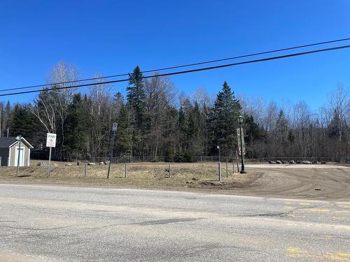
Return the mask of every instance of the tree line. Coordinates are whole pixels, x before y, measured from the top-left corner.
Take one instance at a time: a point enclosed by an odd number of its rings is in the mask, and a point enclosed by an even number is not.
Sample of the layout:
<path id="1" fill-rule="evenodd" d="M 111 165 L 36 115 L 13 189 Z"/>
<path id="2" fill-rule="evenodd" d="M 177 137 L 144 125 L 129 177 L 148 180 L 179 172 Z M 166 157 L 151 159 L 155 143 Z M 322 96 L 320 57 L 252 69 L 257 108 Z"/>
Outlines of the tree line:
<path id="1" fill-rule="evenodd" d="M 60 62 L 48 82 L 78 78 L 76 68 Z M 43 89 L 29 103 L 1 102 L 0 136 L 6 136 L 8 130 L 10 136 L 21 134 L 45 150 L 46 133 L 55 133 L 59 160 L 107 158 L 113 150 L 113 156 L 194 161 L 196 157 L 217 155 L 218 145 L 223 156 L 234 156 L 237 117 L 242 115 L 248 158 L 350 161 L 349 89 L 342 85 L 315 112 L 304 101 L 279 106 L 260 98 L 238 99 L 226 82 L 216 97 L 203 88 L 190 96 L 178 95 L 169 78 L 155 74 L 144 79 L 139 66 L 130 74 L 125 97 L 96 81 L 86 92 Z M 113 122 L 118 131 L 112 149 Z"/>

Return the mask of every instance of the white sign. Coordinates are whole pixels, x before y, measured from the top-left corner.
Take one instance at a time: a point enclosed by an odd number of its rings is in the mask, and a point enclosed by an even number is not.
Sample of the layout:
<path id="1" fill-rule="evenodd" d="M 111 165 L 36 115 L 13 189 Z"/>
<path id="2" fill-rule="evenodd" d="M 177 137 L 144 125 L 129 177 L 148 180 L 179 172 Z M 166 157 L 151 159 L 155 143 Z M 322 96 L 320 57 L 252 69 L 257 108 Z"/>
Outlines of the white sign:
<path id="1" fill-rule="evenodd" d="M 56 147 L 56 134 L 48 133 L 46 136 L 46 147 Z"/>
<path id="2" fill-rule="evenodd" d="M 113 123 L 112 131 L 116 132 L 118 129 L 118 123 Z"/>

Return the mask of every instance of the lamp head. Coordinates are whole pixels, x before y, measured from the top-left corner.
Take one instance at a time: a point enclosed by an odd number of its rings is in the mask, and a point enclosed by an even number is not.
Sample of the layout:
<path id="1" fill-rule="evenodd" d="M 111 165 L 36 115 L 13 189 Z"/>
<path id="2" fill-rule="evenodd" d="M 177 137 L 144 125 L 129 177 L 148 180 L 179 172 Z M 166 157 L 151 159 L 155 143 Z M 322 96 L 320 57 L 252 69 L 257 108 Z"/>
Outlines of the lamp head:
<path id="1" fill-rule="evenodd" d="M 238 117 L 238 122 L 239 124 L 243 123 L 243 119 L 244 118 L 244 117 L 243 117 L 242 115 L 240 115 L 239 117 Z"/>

Given exercise: Copy every line of the entries above word for word, leaving out the pictures.

Written answer:
Return the mask of every instance of the tree line. Coordinates are whole pixels, x before y, measured from the top-left corner.
Take one instance at a time: a point enclosed by an odd number of its rings is in the mask, and a point enclosed by an even number is not.
Sample of the layout:
<path id="1" fill-rule="evenodd" d="M 111 165 L 36 115 L 13 189 Z"/>
<path id="2" fill-rule="evenodd" d="M 177 137 L 144 125 L 129 177 L 148 180 L 179 172 Z M 166 157 L 151 159 L 155 143 Z M 322 96 L 320 57 L 252 69 L 257 108 Z"/>
Outlines of the tree line:
<path id="1" fill-rule="evenodd" d="M 60 62 L 48 82 L 78 78 L 76 68 Z M 43 89 L 29 103 L 1 102 L 0 136 L 6 136 L 8 130 L 10 136 L 21 134 L 45 150 L 46 133 L 55 133 L 59 160 L 107 158 L 113 150 L 113 156 L 194 161 L 196 157 L 217 155 L 218 145 L 223 156 L 234 156 L 237 117 L 242 115 L 248 158 L 350 161 L 349 89 L 342 85 L 315 112 L 304 101 L 279 106 L 260 98 L 238 99 L 226 82 L 216 97 L 203 88 L 190 96 L 178 95 L 169 78 L 155 74 L 144 79 L 139 66 L 130 74 L 125 97 L 96 81 L 86 92 Z M 113 122 L 118 131 L 112 149 Z"/>

Return the mask of every instance of the white sign. Coordinates are whole pixels, x before y, measured from the top-left corner.
Take one instance at a time: a point enclosed by an odd number of its rings is in the mask, and a point enclosed by an even number is not.
Sample of the layout:
<path id="1" fill-rule="evenodd" d="M 111 165 L 36 115 L 13 189 Z"/>
<path id="2" fill-rule="evenodd" d="M 177 137 L 144 125 L 129 177 L 148 180 L 179 172 Z M 166 157 L 151 159 L 155 143 Z M 322 96 L 320 57 L 252 69 L 257 108 Z"/>
Outlines of the white sign:
<path id="1" fill-rule="evenodd" d="M 56 147 L 56 134 L 48 133 L 46 136 L 46 147 Z"/>
<path id="2" fill-rule="evenodd" d="M 113 123 L 112 131 L 116 132 L 118 129 L 118 123 Z"/>

Return the mask of every instance of the lamp head. Coordinates are whole pixels, x before y, measured from the top-left corner.
Take one instance at a time: a point enclosed by an odd number of its rings is in the mask, and a point enclosed by an even number is not.
Sample of the layout:
<path id="1" fill-rule="evenodd" d="M 111 165 L 36 115 L 13 189 Z"/>
<path id="2" fill-rule="evenodd" d="M 177 137 L 144 125 L 129 177 L 148 180 L 179 172 Z M 166 157 L 151 159 L 155 143 Z M 322 96 L 320 57 L 252 69 L 257 108 Z"/>
Outlines of the lamp head:
<path id="1" fill-rule="evenodd" d="M 238 117 L 238 122 L 239 124 L 243 123 L 243 119 L 244 118 L 244 117 L 243 117 L 242 115 L 240 115 L 239 117 Z"/>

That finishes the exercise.